Tuesday, December 29, 2009

Recent Works

I haven't been really doing my big Van Gogh portrait lately. I've been busy, also procrastinating, and I have to find the right way to really portray Vincent's face how I would like to.

Although, this doesn't mean that I've not been doing art. I have been doing a lot of art things lately--if you haven't noticed the new header graphic and snazzy new link-buttons! If you don't remember, or haven't been here before, the three-panel scene of the mountains were freshly installed early this morning (around 1:30 am).

This also included the buttons on my other blog, Seattle Whispers. You know, I'm just gonna put them here anyway.

I knew I wanted something to jazz up my blogs, and I decided personalized buttons is a good (relatively easy) first step. I tweaked around a bit on what I wanted them to look like, and then used GIMP [free version of Adobe Photoshop] and my Genius tablet to create them.

If enough people are interested in the steps (and ask me or show interest), I will put up a blog for the blow-by-blow and techniques I used. Show interest by commenting here or emailing. Or asking me if you know me.

• Data for this exercise:
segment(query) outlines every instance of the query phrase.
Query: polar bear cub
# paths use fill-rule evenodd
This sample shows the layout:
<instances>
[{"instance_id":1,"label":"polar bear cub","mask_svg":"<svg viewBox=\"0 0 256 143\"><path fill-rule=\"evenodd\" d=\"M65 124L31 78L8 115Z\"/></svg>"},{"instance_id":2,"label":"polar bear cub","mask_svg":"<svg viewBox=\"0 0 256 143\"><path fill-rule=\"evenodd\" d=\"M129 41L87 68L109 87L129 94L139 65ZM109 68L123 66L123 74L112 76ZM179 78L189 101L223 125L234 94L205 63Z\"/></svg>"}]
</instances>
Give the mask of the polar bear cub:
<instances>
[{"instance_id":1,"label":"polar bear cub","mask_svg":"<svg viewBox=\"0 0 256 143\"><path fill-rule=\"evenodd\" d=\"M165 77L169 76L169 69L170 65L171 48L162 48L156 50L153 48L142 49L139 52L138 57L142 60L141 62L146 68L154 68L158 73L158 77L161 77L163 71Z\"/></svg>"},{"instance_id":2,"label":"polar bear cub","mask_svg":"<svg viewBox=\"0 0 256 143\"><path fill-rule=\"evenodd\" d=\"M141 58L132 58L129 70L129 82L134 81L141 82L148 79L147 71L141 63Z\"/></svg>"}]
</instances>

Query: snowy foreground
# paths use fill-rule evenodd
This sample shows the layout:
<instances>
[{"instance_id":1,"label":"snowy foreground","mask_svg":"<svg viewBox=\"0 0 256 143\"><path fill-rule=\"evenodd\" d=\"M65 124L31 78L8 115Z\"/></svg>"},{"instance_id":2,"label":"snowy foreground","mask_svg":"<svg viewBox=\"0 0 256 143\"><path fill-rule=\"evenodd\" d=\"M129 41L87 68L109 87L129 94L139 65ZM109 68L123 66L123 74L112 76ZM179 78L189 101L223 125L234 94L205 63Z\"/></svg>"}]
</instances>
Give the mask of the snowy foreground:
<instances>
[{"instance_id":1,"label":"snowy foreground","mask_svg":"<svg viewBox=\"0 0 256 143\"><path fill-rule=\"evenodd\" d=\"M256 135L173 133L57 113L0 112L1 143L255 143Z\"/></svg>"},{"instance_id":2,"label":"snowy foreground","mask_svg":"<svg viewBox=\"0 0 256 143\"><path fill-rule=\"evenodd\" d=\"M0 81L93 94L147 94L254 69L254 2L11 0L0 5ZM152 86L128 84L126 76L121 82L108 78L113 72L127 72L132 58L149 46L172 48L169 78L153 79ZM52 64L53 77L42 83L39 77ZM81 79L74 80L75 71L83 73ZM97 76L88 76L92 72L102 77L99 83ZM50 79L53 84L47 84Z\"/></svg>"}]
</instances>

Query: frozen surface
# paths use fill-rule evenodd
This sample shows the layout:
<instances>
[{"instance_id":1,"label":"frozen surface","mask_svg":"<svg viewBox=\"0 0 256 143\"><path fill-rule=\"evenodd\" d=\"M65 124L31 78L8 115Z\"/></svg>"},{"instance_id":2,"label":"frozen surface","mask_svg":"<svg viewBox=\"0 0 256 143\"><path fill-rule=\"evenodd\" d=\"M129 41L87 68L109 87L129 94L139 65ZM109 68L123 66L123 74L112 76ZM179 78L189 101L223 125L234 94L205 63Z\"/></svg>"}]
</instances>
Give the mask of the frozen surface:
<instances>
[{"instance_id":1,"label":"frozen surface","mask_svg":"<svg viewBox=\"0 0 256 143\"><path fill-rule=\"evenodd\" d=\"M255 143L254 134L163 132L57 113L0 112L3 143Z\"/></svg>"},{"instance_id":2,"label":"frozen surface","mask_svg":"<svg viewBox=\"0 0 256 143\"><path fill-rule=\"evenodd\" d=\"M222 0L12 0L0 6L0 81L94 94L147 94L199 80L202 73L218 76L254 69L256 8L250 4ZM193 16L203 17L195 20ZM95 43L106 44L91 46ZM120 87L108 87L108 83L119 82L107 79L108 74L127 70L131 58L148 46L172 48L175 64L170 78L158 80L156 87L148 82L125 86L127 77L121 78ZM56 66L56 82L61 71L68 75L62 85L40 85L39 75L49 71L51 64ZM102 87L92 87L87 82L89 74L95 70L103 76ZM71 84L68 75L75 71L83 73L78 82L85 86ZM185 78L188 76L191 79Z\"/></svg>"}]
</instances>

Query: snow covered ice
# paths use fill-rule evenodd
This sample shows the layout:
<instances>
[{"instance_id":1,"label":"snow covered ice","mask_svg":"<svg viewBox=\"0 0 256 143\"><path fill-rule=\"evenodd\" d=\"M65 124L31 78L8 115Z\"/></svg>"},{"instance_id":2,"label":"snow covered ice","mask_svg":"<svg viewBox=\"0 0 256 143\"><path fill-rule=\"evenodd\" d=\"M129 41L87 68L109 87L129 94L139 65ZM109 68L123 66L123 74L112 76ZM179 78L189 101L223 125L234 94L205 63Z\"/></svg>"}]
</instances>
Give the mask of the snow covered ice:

• Prompt 1: Copy out, line for line, the part of the rows that opens with the line containing "Query: frozen surface" and runs through the end of the rows, both ends included.
• Prompt 2: Continue the blog post about recent art projects from where it stops.
The rows have no connection to the blog post.

• Task result 1:
Query: frozen surface
# paths use fill-rule evenodd
This sample shows the layout:
<instances>
[{"instance_id":1,"label":"frozen surface","mask_svg":"<svg viewBox=\"0 0 256 143\"><path fill-rule=\"evenodd\" d=\"M65 124L31 78L8 115Z\"/></svg>"},{"instance_id":2,"label":"frozen surface","mask_svg":"<svg viewBox=\"0 0 256 143\"><path fill-rule=\"evenodd\" d=\"M129 41L87 68L109 87L129 94L139 65ZM109 68L123 66L123 74L112 76ZM179 78L189 101L223 125L234 94L205 63Z\"/></svg>"}]
</instances>
Give the mask of the frozen surface:
<instances>
[{"instance_id":1,"label":"frozen surface","mask_svg":"<svg viewBox=\"0 0 256 143\"><path fill-rule=\"evenodd\" d=\"M255 143L254 134L163 132L57 113L0 112L3 143Z\"/></svg>"},{"instance_id":2,"label":"frozen surface","mask_svg":"<svg viewBox=\"0 0 256 143\"><path fill-rule=\"evenodd\" d=\"M222 0L12 0L0 6L0 81L94 94L147 94L199 80L202 73L218 76L254 69L256 8L250 4ZM193 16L203 17L195 20ZM95 43L106 44L91 46ZM120 87L108 87L108 83L119 82L107 79L108 74L127 70L131 58L148 46L172 48L175 64L170 78L158 80L156 87L148 82L125 86L127 77L121 78ZM56 66L56 82L61 71L68 75L62 85L40 85L39 75L49 71L51 64ZM102 87L92 87L87 82L89 74L95 70L103 76ZM71 84L68 75L75 71L83 73L78 82L85 86ZM185 78L188 76L191 79Z\"/></svg>"}]
</instances>

Query: snow covered ice
# paths use fill-rule evenodd
This sample shows the layout:
<instances>
[{"instance_id":1,"label":"snow covered ice","mask_svg":"<svg viewBox=\"0 0 256 143\"><path fill-rule=\"evenodd\" d=\"M65 124L31 78L8 115Z\"/></svg>"},{"instance_id":2,"label":"snow covered ice","mask_svg":"<svg viewBox=\"0 0 256 143\"><path fill-rule=\"evenodd\" d=\"M129 41L87 68L109 87L129 94L139 65ZM109 68L123 66L123 74L112 76ZM179 78L189 101L223 125L234 94L205 63Z\"/></svg>"}]
</instances>
Give the mask of the snow covered ice:

• Task result 2:
For the three-panel-buttons you see above, I created a single image with black bars where I was going to crop, and then saved each cropped version as its own file. So, I had essentially my Full Image, then Crop 1, Crop 2, Crop 3. Getting them in this order, all lined up with no spaces was a little harder.

Essentially, it all came down to how I uploaded each image, tweaking the border-pixel size, and a little bit of frustration. At first I loaded them to be aligned as to the left, center, and to the right. When all three images were up, there was a lot of space. To cut a long story short (and if you're trying to do something similar like this), when uploading the images, select the alignment value "None." This allows you to stack them together like above.


My very latest art piece might be the hardest to spot: The picture on my "About Me" link. Yeah, its digital now.

Nothing too flashy or complicated on this one. I just took the JPEG image, and plugged it into Inkscape [a free vector-imaging* program] where I then essentially traced outlines** of the jacket and my face. Almost everything else was freehand and referenced instead of traced outright.

Alright, hopefully that satisfies a few peoples' appetites for at least a few days. I know it's been lacking, but I'm trying to update more often.

Happy New Year (!) if I don't write again before Thursday.

* - Vector images use different algorithms to store and show curved lines. Bitmaps (like JPEGs, etc.) use squares to show curves. Vectors use real, mathematical curves.

** - This technique is called 'rotoscoping'. Traditionally, animators would trace shapes from real-life film so they could draw movements that looked real (Like for Snow White and the original Star Wars trilogy). The technique still survives in some form today.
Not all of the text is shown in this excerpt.